1. **Loading the Dataset**: The SMS Spam Collection dataset is loaded and cleaned. The labels (`spam` or `ham`) are mapped to binary values (1 for spam, 0 for ham).

2. **Text Vectorization**: The message content is transformed into numerical features using **TF-IDF vectorization**, which converts the raw text into a format that can be used by the machine learning model.

3. **Model Training**: A **Naive Bayes classifier** is trained using the vectorized text data. This model is known to perform well on text classification problems like spam detection.

4. **Prediction & Evaluation**: The trained model is evaluated on the test data, and metrics such as **accuracy** and **confusion matrix** are computed.

5. **Streamlit Application**: The model is deployed on a Streamlit web app where users can input a message and receive a real-time prediction (spam/ham).

## Example Output

When you input a message into the Streamlit app, it will classify it as **Spam** or **Ham** based on the trained model.

## Future Improvements

- Enhance the UI and add more interactivity to the web app.
- Implement additional machine learning models (e.g., SVM, deep learning models) for improved accuracy.
- Incorporate other datasets to improve the generalization of the classifier.
- Add NLP techniques for better preprocessing, such as lemmatization or stemming.

• Exercise brief
Answer the following questions using the spam detection write-up.
(a) What binary value is assigned to messages labeled `ham`?
(b) What type of classifier is trained on the vectorized text data?
(c) Which NLP preprocessing techniques are named as possible future improvements?

(Saved data entries)
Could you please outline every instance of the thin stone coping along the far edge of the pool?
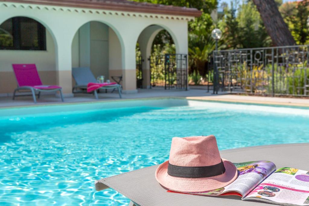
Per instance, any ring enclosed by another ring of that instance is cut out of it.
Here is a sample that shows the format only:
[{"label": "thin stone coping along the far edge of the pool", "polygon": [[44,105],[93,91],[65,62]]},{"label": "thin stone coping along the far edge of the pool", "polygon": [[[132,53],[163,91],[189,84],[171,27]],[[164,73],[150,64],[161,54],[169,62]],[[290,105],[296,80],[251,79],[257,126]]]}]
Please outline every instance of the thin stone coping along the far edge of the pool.
[{"label": "thin stone coping along the far edge of the pool", "polygon": [[22,105],[22,106],[5,106],[0,107],[2,109],[17,109],[17,108],[31,108],[31,107],[47,107],[47,106],[60,106],[60,105],[76,105],[76,104],[92,104],[92,103],[110,103],[110,102],[122,102],[122,101],[136,101],[136,100],[160,100],[160,99],[186,99],[193,101],[205,101],[205,102],[219,102],[219,103],[242,103],[242,104],[253,104],[263,106],[284,106],[284,107],[303,107],[304,109],[309,108],[308,103],[292,103],[292,102],[274,102],[274,101],[256,101],[256,100],[244,100],[244,99],[221,99],[208,96],[197,96],[197,97],[146,97],[146,98],[130,98],[130,99],[112,99],[112,100],[91,100],[91,101],[79,101],[70,103],[48,103],[48,104],[33,104],[33,105]]}]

• Output for this exercise
(a) 0
(b) A Naive Bayes classifier
(c) Lemmatization or stemming